▶ _Vorgegebener Text_
Sie nehmen heute die Ehrengabe der Heinrich-Heine-Gesellschaft entgegen. Abgesehen davon, dass ich das Glück hatte, Sie während meiner Amtszeit in Deutschland persönlich kennen zu lernen und Ihre Arbeit und Ihren Erfolg vor Ort beobachten zu dürfen, wusste ich nicht genau, was ich Ihnen heute eigentlich sagen sollte. Hat man doch über Sie schon alles Mögliche gesagt und mehrfach wiederholt!

Ich sehe mir die Liste der Preise und Ehrungen an, die Sie bekommen haben. Ich sehe mir die Liste der Buchpublikationen, Artikel und Reden an, die Ihr sprudelnder Geist hervorgebracht hat. Ich sehe sogar, was bereits über Sie geschrieben wurde, Artikel, Aufsätze und Bücher, die Sendungen über Sie. Was kann ich noch hinzufügen? Am besten, dachte ich, wäre, Ihnen allen hier diese Listen der Bücher und Publikationen von und über Alice Schwarzer vorzulesen. Leider haben mir die Veranstalter dieses Abends nur 12 Minuten für meine Laudatio zugeteilt und für nur 12 Minuten sind die Listen zu lang.

Also stellte ich mir die Frage, warum wird Alice Schwarzer ausgerechnet mit der Heinrich-Heine-Ehrengabe ausgezeichnet? Die Jury, die Alice Schwarzer für diese Ehrung auserkoren hat, wusste bestimmt warum. Als ich die Einladung erhielt, diese Laudatio zu halten, waren mir dennoch ihre Begründungen nicht bekannt. So habe ich mich wieder ein wenig in das Werk Heinrich Heines vertieft.

Auszüge aus Begrenzungsrahmendaten
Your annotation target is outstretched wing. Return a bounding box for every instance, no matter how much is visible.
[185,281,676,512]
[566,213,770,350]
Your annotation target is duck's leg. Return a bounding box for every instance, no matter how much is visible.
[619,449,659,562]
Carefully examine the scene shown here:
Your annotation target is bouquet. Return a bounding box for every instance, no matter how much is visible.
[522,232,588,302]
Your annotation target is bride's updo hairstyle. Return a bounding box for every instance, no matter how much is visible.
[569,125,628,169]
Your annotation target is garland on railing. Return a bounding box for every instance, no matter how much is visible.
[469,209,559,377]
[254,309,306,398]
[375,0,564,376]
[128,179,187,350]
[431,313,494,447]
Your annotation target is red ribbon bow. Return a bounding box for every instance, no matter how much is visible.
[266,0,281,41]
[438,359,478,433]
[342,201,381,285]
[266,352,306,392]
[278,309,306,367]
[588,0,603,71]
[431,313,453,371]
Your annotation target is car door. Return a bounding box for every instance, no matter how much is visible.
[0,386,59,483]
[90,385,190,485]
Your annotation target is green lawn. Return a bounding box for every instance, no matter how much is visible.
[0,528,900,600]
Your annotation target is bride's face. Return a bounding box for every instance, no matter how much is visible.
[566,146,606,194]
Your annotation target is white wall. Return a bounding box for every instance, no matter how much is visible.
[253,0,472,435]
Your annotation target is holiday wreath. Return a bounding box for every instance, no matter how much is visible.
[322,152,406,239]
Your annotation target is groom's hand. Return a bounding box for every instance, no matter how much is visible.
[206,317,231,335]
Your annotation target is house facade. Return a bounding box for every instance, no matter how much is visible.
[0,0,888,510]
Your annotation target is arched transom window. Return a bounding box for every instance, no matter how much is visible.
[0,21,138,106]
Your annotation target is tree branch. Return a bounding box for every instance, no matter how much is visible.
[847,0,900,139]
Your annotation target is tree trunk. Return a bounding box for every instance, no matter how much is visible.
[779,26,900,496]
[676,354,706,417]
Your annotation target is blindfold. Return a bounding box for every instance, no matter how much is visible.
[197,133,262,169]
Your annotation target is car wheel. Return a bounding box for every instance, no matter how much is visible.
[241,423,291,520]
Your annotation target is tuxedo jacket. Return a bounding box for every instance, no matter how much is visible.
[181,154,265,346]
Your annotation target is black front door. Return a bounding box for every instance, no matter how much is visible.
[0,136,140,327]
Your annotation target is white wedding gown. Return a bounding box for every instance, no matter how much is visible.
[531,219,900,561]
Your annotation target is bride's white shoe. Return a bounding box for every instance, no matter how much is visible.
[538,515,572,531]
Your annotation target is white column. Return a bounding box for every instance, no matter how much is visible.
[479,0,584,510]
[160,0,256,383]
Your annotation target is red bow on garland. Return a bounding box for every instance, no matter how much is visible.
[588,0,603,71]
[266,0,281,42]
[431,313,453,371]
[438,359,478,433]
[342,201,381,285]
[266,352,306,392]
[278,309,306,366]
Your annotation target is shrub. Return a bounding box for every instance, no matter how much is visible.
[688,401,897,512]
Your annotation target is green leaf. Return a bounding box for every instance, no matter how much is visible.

▶ _Aufgabenstellung_
1) Wie viele Minuten haben die Veranstalter laut der Laudatio auf Alice Schwarzer für diese Rede zugeteilt?
2) Greifen Sie die Laudatio auf Alice Schwarzer nach ihrem letzten Satz auf und schreiben Sie sie weiter.
Das Material spielt hierfür keine Rolle.

▶ _Lösungen_
1) 12 Minuten.

2)
Ich bin kein Marcel Reich-Ranicki und würde mich niemals trauen, Literatur und Dichter zu bewerten; Klassikergiganten wie Heinrich Heine schon gar nicht. Ich weiß aber, was mich, der ich eher Politikwissenschaftler als Literaturexperte bin, an Heinrich Heine am meisten beeindruckt hat. Heinrich Heine gilt als der letzte der Romantiker und als Pionier des Realismus in der europäischen Literatur. Er war ein kämpferischer und sogar aggressiver Denker, der sich viele Feinde geschaffen hat, später aber auch noch mehr Bewunderer.

Seine Kritiker fürchteten ihn als eine dämonische, verheerende Kraft; seine Verehrer betrachteten ihn nicht nur als genialen Dichter, sondern als Ritter des sich befreienden menschlichen Geistes. Als einen Geist, der immer an der Front der Verteidigung der Wahrheit und Freiheit steht; als einen Mann, der die Völkerfreundschaft gepredigt hat und dies in der Zeit der Entstehung und gefährlichen Entwicklung des Nationalismus; als einen Mann, der ausgerechnet Frankreich, den "Erzfeind Deutschlands", verehrt und bewundert hat, der sich um die deutsch-französische Verständigung bemüht hat, als die Gemüter emotional ganz und gar das Gegenteil der Verständigung anstrebten.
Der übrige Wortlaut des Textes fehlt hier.